### TO DO
Rewrite the entries from the line containing "Can you find the car" through the end of the entries, keeping every line including the requests. Offset each answer coordinate by 130, and leave the requests and their format samples unchanged.

[Entries from a data collection]
- - - -
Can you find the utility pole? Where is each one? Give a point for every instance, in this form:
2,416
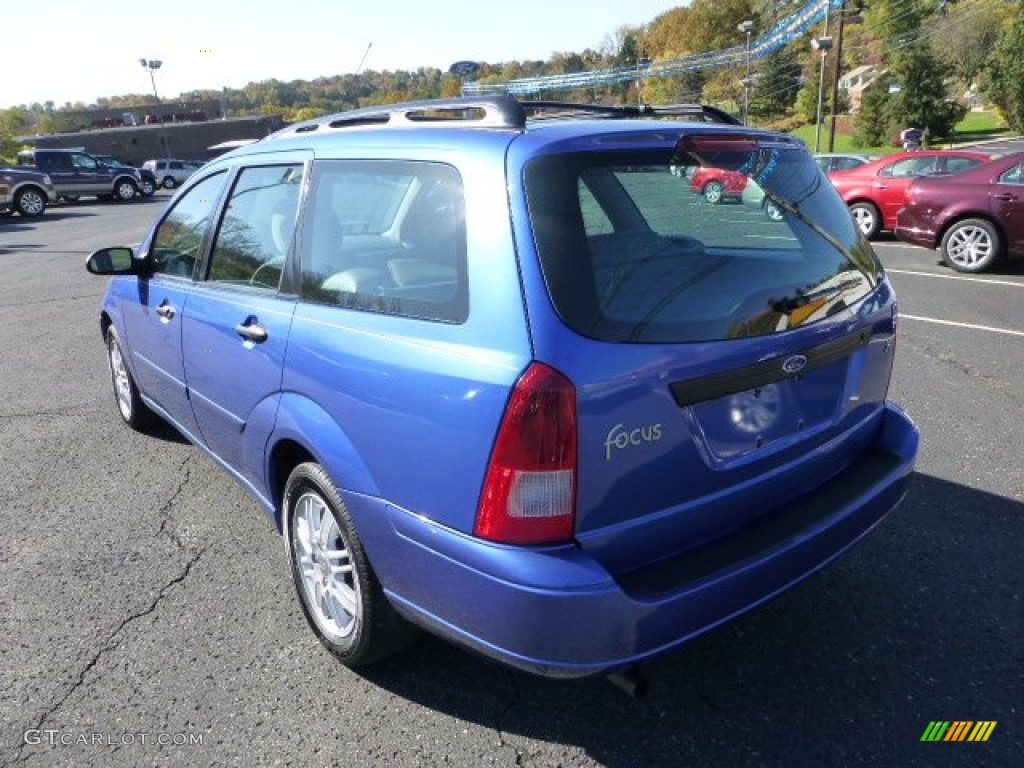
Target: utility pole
822,43
839,64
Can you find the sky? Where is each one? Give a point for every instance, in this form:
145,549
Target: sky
75,50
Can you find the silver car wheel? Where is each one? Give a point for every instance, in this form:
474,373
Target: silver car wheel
325,568
864,218
970,247
714,192
30,203
125,190
121,379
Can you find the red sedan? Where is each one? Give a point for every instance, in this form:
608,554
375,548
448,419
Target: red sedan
875,190
973,218
717,183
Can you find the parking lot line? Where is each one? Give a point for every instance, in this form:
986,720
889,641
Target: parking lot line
970,326
958,278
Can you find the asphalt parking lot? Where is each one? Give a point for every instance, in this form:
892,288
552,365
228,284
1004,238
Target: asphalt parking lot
147,614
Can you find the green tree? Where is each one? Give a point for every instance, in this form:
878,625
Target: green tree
923,99
776,89
1003,77
872,122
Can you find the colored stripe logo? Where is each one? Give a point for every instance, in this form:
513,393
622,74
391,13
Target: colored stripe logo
958,730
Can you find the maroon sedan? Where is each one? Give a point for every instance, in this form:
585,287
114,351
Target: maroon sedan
973,218
717,183
875,190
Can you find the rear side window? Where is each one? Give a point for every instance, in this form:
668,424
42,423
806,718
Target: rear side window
631,253
955,165
386,237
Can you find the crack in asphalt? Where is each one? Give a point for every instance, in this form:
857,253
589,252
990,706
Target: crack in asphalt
79,408
113,641
165,511
996,384
514,697
54,300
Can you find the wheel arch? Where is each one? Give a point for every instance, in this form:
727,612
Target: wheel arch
304,431
977,215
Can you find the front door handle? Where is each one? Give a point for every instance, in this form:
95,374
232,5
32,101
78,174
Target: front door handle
251,332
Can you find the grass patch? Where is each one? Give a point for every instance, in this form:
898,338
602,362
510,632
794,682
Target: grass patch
977,126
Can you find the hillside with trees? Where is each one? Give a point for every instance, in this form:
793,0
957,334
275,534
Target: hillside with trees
933,56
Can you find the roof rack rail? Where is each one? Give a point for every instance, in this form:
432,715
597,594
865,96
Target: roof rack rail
476,112
500,111
705,113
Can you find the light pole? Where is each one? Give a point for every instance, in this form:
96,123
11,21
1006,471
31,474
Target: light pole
151,65
748,28
822,44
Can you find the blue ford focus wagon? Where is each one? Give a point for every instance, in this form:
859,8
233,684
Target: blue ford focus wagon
496,373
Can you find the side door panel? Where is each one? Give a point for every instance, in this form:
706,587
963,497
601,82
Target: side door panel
237,324
153,324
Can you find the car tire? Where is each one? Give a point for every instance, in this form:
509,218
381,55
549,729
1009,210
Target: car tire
30,202
971,246
867,218
772,211
125,190
340,595
714,192
133,412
- - - -
### SOLUTION FOR THIS EXERCISE
Can you find the car tire? Where is each one? Give a point for every instance, in this form:
509,218
381,55
549,729
1009,210
Target: car tire
160,332
1101,376
997,348
902,341
255,320
470,725
844,322
263,542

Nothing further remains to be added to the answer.